▸ Your tasks
a: From the St Mary's Church text, output the part that opens with the words containing "Church Road, Woolton, Liverpool" and closes with "school in 1869.", copied word for word.
b: Answer these questions from the St Mary's Church text:
(i) In what year was a Catholic church first established in Woolton?
(ii) Who designed St Mary's Church?
(iii) What material is the church's roof made of?
---------- Quoted passage
Church Road, Woolton, Liverpool 25
St Mary’s Church and its ancillary buildings form an attractive group at the heart of the Woolton Conservation Area. Whilst the church itself is of not of high architectural quality, it gains interest from its furnishings and decoration, and from its fine setting.
A Catholic church was first established in Woolton in 1765, when the Molyneux family of Woolton Hall gave funds to the Benedictines to build a priory and church on Watergate Lane. In the 19th century, the prosperity of the Woolton quarries led to an increase in the local Catholic population, and the original church became too small. The present building was erected in 1859-60. The presbytery was added in 1864, and the school in 1869.
St Mary’s Church was designed by R.W. Hughes of Preston, and built in 1859-60. It consists of a nave with large transepts, chancel and side chapels (the list description states erroneously that it has aisles, and also has an incorrect date of 1866). It is built of coursed rock-faced red sandstone, with ashlar dressings and a slate roof. The exterior is plainly treated and the window tracery is Geometric.
--------------------
---------- Listed entries
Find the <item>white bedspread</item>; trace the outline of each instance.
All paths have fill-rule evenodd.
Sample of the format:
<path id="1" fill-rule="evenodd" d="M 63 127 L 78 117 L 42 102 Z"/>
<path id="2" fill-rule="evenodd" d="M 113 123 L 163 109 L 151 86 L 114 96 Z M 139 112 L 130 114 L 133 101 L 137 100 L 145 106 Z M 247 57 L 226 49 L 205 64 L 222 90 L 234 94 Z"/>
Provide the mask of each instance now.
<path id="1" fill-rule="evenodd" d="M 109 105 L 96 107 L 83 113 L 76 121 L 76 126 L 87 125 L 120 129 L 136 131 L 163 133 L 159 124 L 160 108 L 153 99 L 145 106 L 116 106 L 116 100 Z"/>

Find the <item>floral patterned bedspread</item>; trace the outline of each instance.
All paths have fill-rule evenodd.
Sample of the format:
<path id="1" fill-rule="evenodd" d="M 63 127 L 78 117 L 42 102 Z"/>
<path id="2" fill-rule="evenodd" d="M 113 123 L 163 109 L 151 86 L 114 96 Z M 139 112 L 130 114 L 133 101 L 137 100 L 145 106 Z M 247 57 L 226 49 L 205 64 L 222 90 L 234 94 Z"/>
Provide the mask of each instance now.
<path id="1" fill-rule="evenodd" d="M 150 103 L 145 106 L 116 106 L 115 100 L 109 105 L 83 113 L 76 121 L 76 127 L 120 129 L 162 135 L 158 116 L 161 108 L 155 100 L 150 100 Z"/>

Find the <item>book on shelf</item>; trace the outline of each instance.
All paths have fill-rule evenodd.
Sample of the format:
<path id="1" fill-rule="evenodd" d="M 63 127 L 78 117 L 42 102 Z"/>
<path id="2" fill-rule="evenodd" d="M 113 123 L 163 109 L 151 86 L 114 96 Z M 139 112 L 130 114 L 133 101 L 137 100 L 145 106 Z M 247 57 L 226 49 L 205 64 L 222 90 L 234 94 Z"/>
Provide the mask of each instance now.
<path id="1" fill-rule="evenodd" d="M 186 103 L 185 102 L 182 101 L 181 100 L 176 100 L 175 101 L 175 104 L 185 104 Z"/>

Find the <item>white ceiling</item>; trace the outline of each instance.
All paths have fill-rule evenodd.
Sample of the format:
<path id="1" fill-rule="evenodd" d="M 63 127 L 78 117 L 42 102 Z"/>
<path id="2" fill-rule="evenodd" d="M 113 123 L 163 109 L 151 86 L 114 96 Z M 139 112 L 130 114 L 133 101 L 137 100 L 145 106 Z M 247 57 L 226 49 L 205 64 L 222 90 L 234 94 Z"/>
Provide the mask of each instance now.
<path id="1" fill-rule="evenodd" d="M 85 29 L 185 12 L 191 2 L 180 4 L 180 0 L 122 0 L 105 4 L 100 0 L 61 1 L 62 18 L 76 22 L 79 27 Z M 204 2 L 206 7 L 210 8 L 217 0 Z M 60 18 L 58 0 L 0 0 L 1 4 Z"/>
--------------------
▸ Answers for the exercise
a:
Church Road, Woolton, Liverpool 25
St Mary’s Church and its ancillary buildings form an attractive group at the heart of the Woolton Conservation Area. Whilst the church itself is of not of high architectural quality, it gains interest from its furnishings and decoration, and from its fine setting.
A Catholic church was first established in Woolton in 1765, when the Molyneux family of Woolton Hall gave funds to the Benedictines to build a priory and church on Watergate Lane. In the 19th century, the prosperity of the Woolton quarries led to an increase in the local Catholic population, and the original church became too small. The present building was erected in 1859-60. The presbytery was added in 1864, and the school in 1869.

b:
(i) 1765
(ii) R.W. Hughes of Preston
(iii) Slate